■ GIVEN EXERCISE:
Rewrite the material below with "Goal" in place of every "Objective" and nothing else changed, leaving out the pictures.

Named object pointing entries
* * * * * * *

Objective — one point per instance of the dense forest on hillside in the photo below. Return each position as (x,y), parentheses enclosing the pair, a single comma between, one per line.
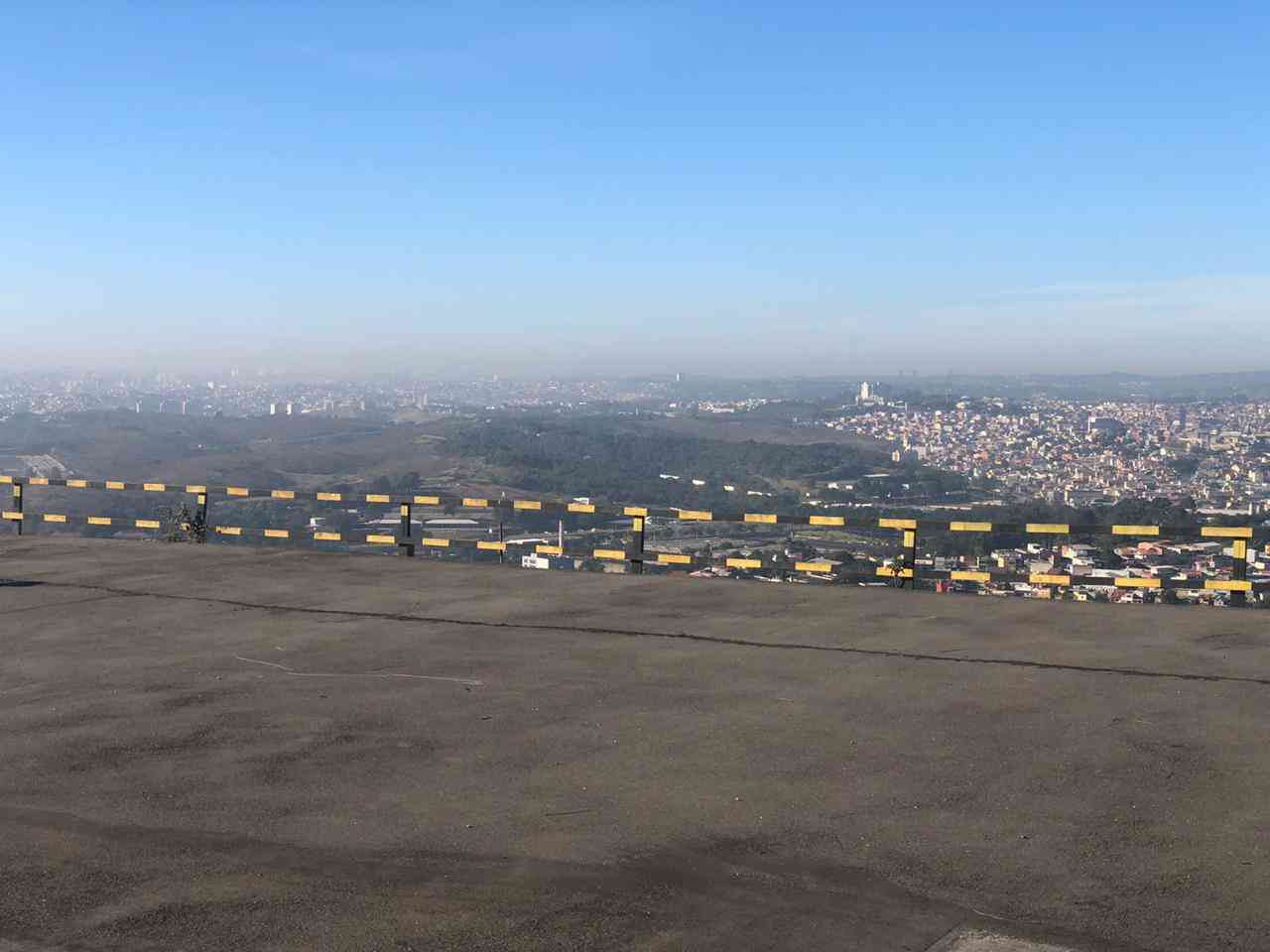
(617,458)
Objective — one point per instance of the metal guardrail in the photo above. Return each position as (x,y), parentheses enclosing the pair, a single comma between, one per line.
(905,570)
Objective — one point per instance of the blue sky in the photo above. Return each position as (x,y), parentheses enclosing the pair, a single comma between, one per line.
(739,188)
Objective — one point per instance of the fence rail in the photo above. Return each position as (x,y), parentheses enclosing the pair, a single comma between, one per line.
(903,570)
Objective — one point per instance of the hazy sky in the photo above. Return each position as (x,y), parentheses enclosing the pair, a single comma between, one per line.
(733,186)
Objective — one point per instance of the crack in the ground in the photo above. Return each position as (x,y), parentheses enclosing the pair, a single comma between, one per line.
(684,636)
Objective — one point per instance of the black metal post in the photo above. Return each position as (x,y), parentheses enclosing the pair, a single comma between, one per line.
(200,536)
(405,542)
(1239,571)
(638,544)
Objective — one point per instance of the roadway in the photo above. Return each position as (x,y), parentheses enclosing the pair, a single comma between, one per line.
(214,748)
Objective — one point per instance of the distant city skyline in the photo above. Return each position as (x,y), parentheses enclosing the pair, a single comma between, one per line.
(748,189)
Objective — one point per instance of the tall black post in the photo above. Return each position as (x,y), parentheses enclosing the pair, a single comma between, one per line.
(1239,571)
(200,535)
(638,543)
(405,542)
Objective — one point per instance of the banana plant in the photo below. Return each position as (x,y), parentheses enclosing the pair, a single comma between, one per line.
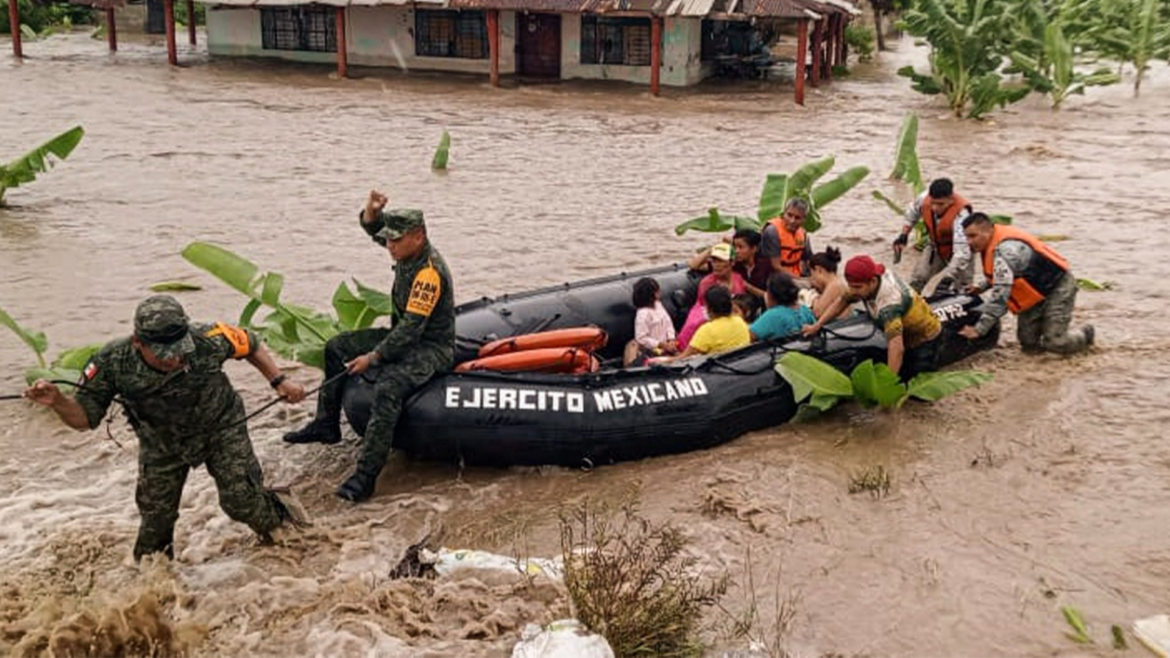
(68,364)
(964,64)
(1048,63)
(40,159)
(778,190)
(294,331)
(1134,32)
(821,386)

* * * * * * *

■ TASK RESPONSE:
Goal — one point per instance of the dense forest on hillside in the photo below. Return each position as (x,y), parentheses enclosing the pair, a single comma between, one per line.
(617,458)
Goal — one point per instance of the metal guardrail in the photo above. Return each position as (x,y), parentheses enclosing the pair, a single comma between, one per line.
(905,570)
Goal — one point per instance of the blue sky in the photo above. Return each position as (x,y), parentheses enclosing the pair, a single comma between, one per line.
(739,188)
Goal — one point per instance of the fence rail in the photo above. Return each position as (x,y), parentheses enclosing the pair, a single comma between, one per line.
(903,570)
Goal — one point per instance of the hazy sky in the photo above. Return each position as (x,y), parentheses enclosing the pair, a single comma between, one per line.
(733,186)
Goal — one point per instance of the crack in the ground in the photo above. Return each position as (x,y), parentheses enclosing the pair, a single comma between, one per line.
(684,636)
Goal — one point per instance of the black metal post in the photo above. Return each position as (x,y), parentheses enclosing the pair, a single comma between, one per line.
(200,536)
(405,542)
(1239,571)
(638,544)
Goal — one point per instance of the roadway in the photo above. Return each position as (x,y), parentheses enclosing the pair, a single comma between, one per line.
(214,748)
Goal — one point per instance of the distant city skyline in the photo above. Return each position as (x,y), parentheses enclosing the pair, a single comma between, one per line.
(748,189)
Goal — one point per instance of the tall black post in the photo above. Return each position as (x,y), parentheses enclosing the pair, a single comma between, one per line.
(1239,571)
(200,535)
(638,543)
(405,542)
Goal — one point per instance of the banana plant in the photo below. Return each position as (x,y), parentheses enclosing the pair, a single comma between, one per line.
(68,364)
(964,64)
(1048,63)
(40,159)
(778,190)
(294,331)
(1134,32)
(821,386)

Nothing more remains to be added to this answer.